## Source passage
__________________________________________________

The system uses a smartphone to help control blood sugar, and worked better than using separate devices, researchers say.
The bionic pancreas developed by a Boston University/Massachusetts General Hospital research team consists of a smartphone hardwired to a continuous glucose monitor and two pumps that deliver doses of insulin or glucagon every five minutes.
The bionic pancreas developed by a Boston University/Massachusetts General Hospital research team consists of a smartphone hardwired to a continuous glucose monitor and two pumps that deliver doses of insulin or glucagon every five minutes. Boston University Department of Engineering

An "artificial pancreas" system that uses a smartphone to help control a diabetic’s blood sugar monitoring and insulin delivery worked better than using devices separately, researchers reported Thursday.

The three-month study in both adults and kids showed the approach — really a coordinated system to continually test blood and deliver insulin to diabetics — worked safely for three months.

The 33 adults used the system day and night, and 25 children and teens in the study used it overnight. Their blood sugar stayed at lower, healthier levels than when the patients tried to manually manage their condition, the team reported in the New England Journal of Medicine and at the European Association for the Study of Diabetes Annual Meeting in Stockholm.

"Participants were allowed to travel and to use the system when driving.”

"We found that extended use of a closed-loop system at home over a period of 12 weeks during free daily living without close supervision is feasible in adults, children, and adolescents with type 1 diabetes," Dr. Hood Thabit of the University of Cambridge in Britain and colleagues wrote in their report.

"We did not restrict participants’ dietary intake or, after the initial 2 weeks, physical activity or geographical movements. Participants were allowed to travel and to use the system when driving."

The system is a little different from one that was tested on kids at a summer camp in the U.S. last year, but the results were similar, the team reported. Only one patient had an incident of dangerously low blood sugar, or hypoglycemia, and that was because of a dying battery in one device.

"Many people in the field have seen the potential of the artificial pancreas systems and thought that they could add significant value," Aaron Kowalski, vice president for research at JDRF, formerly the Juvenile Diabetes Research Foundation, which helped sponsor the study, told Reuters Health.

"But we worry about what's going to really happen when people go out in the real world where you have exercise, you might be golfing all day, eating huge meals, and drinking alcohol," he said.

About 5 percent of the 29 million Americans with diabetes have Type 1 diabetes.

Type 1 diabetes is an autoimmune disease, caused when the body mistakenly destroys pancreatic cells that produce hormones like insulin and glucagon that control blood sugar. High glucose levels damage tiny blood vessels, which in turn can lead to blindness, heart disease, stroke and kidney failure. People can lose toes, feet or legs to amputation.

"We worry about what's going to really happen when people go out in the real world where you have exercise, you might be golfing all day, eating huge meals, and drinking alcohol.”

When levels fall too low, patients can pass out and even die.

For the latest study, the team used a system designed at Cambridge University. It includes a wearble blood glucose monitor, a wearable insulin pump and a smartphone controller. Bluetooth technology let the devices communicate wirelessly.

Most people with type-1 diabetes must constantly check their blood sugar throughout the day, administering insulin according to what they are eating and how much they are exercising. It’s tedious and very hard to be precise.

Wearable devices allow more automatic and continuous monitoring and insulin dosing, but there’s no system on the market that coordinates the blood sugar monitor with the insulin delivery.

__________________________________________________

## Data records
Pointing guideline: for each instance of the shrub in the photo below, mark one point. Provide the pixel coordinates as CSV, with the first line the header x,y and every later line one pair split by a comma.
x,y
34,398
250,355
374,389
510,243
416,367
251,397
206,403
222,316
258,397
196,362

__________________________________________________

## What is required
In the artificial pancreas article, what caused the only incident of dangerously low blood sugar?

## Response to this task
A dying battery in one device.